Stated exercise 1: In the pass notes on Mao Zedong, in what year did Mao die, and how old was he?
Stated exercise 2: From the entries, copy word for word the lines from the one with "Pick out each instance of the blue long-sleeve" up to and including the one with "<point>228,382</point>".

Mao Zedong: Pass notes No 3,270

Age: Ageless.

Appearance: Eternal bad-hair day poster boy.

Occupation: Chairman of the Central Committee of the Communist Party of China, formerly.

Formerly? What's he been up to lately? Not much. He died in 1976, aged 82.

But under "age" you put "ageless". You should have put "dead". Ageless only in the sense that, as Chinese president Hu Jintao once put it, "the banner of Mao Zedong Thought will always be held high, at all times and in all circumstances".

What does that mean? Roughly translated it means: "Mao's legacy will continue to be invoked by a leadership desperate to retain ideological legitimacy."

And how's that tactic working out for them? They've abandoned it.

Already? It's only been, what, 36 years? Times change. Two recent policy statements contained none of the usual mentions of "Mao Zedong Thought", instead referencing "Deng Xiaoping Theory" and the "Three Represents".

What are they? And what's the difference? Where Mao Zedong Thought was concerned primarily with class struggle and building a socialist state, Deng Xiaoping Theory attempted to reconcile market capitalism with socialist ideals. The "Three Represents" (economic advancement, cultural development, political consensus) refers to the pursuit of democratic reforms.

Raw data:
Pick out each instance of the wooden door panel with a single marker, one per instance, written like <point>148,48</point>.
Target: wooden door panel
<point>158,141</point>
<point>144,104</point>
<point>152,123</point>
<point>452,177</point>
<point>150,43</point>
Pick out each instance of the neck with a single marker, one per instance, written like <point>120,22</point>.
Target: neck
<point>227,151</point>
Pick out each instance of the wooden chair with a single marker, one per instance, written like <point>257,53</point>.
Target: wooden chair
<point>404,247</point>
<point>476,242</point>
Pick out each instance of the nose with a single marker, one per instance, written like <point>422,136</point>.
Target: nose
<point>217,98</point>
...
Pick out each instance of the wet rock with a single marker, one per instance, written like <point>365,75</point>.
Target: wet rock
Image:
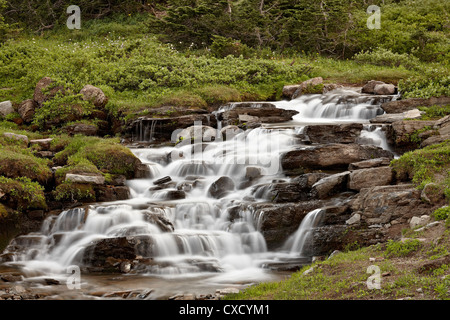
==
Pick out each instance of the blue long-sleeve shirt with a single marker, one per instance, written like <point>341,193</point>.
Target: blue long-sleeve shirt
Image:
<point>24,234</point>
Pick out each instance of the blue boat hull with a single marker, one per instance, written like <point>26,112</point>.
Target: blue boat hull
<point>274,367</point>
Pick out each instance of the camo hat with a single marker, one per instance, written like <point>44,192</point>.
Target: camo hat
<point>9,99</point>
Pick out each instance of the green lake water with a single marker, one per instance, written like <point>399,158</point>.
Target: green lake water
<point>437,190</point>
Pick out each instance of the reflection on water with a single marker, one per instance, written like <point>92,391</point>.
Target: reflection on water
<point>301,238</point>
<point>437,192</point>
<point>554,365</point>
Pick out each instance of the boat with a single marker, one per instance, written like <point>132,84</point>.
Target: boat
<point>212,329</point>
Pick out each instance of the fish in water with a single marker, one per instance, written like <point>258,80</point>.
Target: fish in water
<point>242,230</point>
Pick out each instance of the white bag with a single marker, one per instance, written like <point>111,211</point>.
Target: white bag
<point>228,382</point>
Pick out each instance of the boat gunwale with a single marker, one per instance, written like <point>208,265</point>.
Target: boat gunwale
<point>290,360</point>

Written answer 1: He died in 1976, aged 82.

Written answer 2:
Pick out each instance of the blue long-sleeve shirt with a single marker, one per instance, written like <point>341,193</point>.
Target: blue long-sleeve shirt
Image:
<point>24,234</point>
Pick out each instance of the blue boat hull with a single marker, one per instance, written like <point>26,112</point>.
Target: blue boat hull
<point>274,367</point>
Pick out each instance of the camo hat with a single marker, one per instance, written like <point>44,192</point>.
Target: camo hat
<point>9,99</point>
Pick out each instance of the green lake water with a single marker, one per instance, written like <point>399,158</point>.
Target: green lake water
<point>437,190</point>
Pick out each instance of the reflection on water with a single marker, one per instance, written like <point>92,391</point>.
Target: reflection on water
<point>301,238</point>
<point>437,192</point>
<point>554,365</point>
Pick out each instance of the boat with a single marker, one per instance, written like <point>132,84</point>.
Target: boat
<point>212,329</point>
Pick out each instance of the fish in water with a single marker, one per instance, written like <point>258,80</point>.
Target: fish in water
<point>242,230</point>
Pick out each instance of the white bag with a single marker, one per instance, written like <point>111,211</point>.
Target: white bag
<point>228,382</point>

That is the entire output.